---------- DATASET ROWS

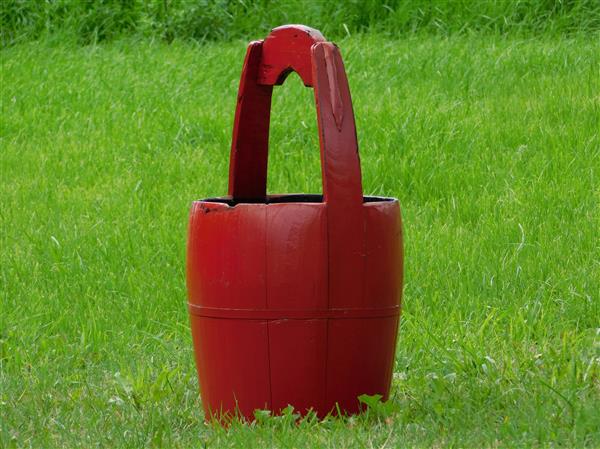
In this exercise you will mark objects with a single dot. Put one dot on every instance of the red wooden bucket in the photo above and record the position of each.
(294, 299)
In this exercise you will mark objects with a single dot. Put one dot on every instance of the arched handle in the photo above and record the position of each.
(319, 64)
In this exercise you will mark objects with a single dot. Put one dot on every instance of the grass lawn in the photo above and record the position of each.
(491, 144)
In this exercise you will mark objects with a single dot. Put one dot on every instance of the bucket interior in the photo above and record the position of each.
(287, 198)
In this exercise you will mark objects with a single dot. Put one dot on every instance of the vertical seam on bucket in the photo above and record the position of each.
(266, 228)
(327, 320)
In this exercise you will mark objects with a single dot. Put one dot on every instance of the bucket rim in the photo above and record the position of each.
(287, 198)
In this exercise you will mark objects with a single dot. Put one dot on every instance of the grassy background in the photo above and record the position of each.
(87, 21)
(491, 144)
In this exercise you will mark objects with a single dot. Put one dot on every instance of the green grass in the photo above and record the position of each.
(102, 20)
(491, 144)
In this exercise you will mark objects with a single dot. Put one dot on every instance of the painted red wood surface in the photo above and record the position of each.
(294, 299)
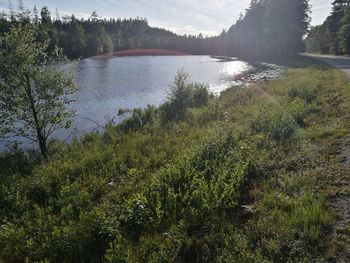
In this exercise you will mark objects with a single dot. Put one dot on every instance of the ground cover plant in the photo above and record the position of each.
(243, 177)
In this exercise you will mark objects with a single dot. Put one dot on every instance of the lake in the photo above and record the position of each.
(134, 82)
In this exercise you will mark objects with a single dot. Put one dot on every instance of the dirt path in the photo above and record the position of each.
(340, 203)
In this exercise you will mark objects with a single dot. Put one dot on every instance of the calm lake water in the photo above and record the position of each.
(134, 82)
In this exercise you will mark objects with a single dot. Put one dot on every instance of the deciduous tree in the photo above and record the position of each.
(35, 89)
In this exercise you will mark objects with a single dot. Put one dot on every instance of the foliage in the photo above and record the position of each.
(270, 29)
(35, 88)
(332, 36)
(236, 179)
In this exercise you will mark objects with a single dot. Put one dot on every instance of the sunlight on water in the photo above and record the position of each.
(134, 82)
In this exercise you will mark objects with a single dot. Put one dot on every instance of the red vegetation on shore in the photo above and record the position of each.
(146, 52)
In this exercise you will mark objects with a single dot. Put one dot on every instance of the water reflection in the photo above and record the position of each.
(129, 82)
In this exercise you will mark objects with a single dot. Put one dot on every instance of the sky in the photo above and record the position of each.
(208, 17)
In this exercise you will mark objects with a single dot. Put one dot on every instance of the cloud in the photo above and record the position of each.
(181, 16)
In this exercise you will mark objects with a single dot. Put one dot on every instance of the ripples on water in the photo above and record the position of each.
(134, 82)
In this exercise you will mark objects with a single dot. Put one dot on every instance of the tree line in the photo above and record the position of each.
(269, 28)
(333, 36)
(81, 38)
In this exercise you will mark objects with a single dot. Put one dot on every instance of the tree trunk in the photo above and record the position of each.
(40, 137)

--------------------

_TO BE DONE:_ Every record gets retyped exactly; no picture goes into the copy.

_EXERCISE OUTPUT:_
In this exercise you will mark objects with a single dot. Put one dot on every instance of the red wooden bucket in the photo above and record the position of each.
(294, 299)
In this exercise you will mark objects with a single dot. Put one dot on every instance of the arched handle in the photo above and record the position of each.
(319, 64)
In this exercise you will mark objects with a single dot. Put one dot on every instance of the grass lawn in the photo above and record the position of each.
(491, 144)
In this exercise you will mark objects with a single dot. Put one dot on every instance of the bucket interior in the photo above and record the position of each.
(287, 198)
In this exercise you will mark objects with a single dot. Put one dot on every instance of the vertical seam on bucket in the photo above and record the position of each.
(266, 228)
(327, 320)
In this exercise you will mark objects with a single dot. Put one dot on every instance of the bucket rim in the photo above and record the position of each.
(287, 198)
In this exercise you will mark objects with a single dot. Put one dot on every instance of the grassy background in the photo above and record the position of each.
(87, 21)
(491, 144)
In this exercise you will mark objects with a single dot. Put one dot on every instance of the green grass in the photo above and record the position of each.
(102, 20)
(491, 144)
In this exercise you will mark objects with a single dot. Put one dot on every instance of the painted red wood surface in the photo above and record the position of each.
(294, 299)
In this exercise you will mark objects with a single dot. Put one dot on every instance of the ground cover plant in the photo above and record the position of each.
(243, 177)
In this exercise you will mark objects with a single dot. Put one dot on every instance of the lake in the photo above and record the position of each.
(134, 82)
In this exercise you will mark objects with a single dot. Put one dot on every instance of the dirt path in the photo above and record the position of each.
(340, 203)
In this exercise you will mark objects with a single dot. Put one dot on every instance of the calm lake water in the photo above and record the position of each.
(134, 82)
In this exercise you will mark objects with a single dot. Put one dot on every instance of the deciduous tree in the photo above and record the position of each.
(35, 89)
In this exercise you will mark objects with a single dot. Put one dot on every instance of the foliage in the photo above and record the position of each.
(270, 29)
(35, 88)
(332, 36)
(236, 179)
In this exercise you will mark objects with a single dot. Put one dot on every instance of the sunlight on water in the photo above and record the position of each.
(134, 82)
In this exercise you will mark objects with a single dot. Put one dot on every instance of the red vegetation on shore in the photo above and record the position of each.
(146, 52)
In this exercise you will mark objects with a single dot. Put one dot on every instance of the water reflection in the photo above and record the position of each.
(129, 82)
In this exercise you will mark objects with a single dot. Put one dot on every instance of the sky in the photo above and record the position of each.
(208, 17)
In this exercise you will mark objects with a single dot. Put one dot on every instance of the cloud in the photo above and record the position of each.
(181, 16)
In this exercise you will mark objects with a single dot. Put one dot on every instance of the ripples on water in the photo above and record the position of each.
(134, 82)
In this exercise you will mark objects with a single dot. Put one dot on every instance of the tree line in the photo above and record the position of each.
(269, 28)
(333, 36)
(81, 38)
In this exercise you will mark objects with a single dot. Put one dot on every instance of the tree trunk in the photo above and record the position of each.
(40, 137)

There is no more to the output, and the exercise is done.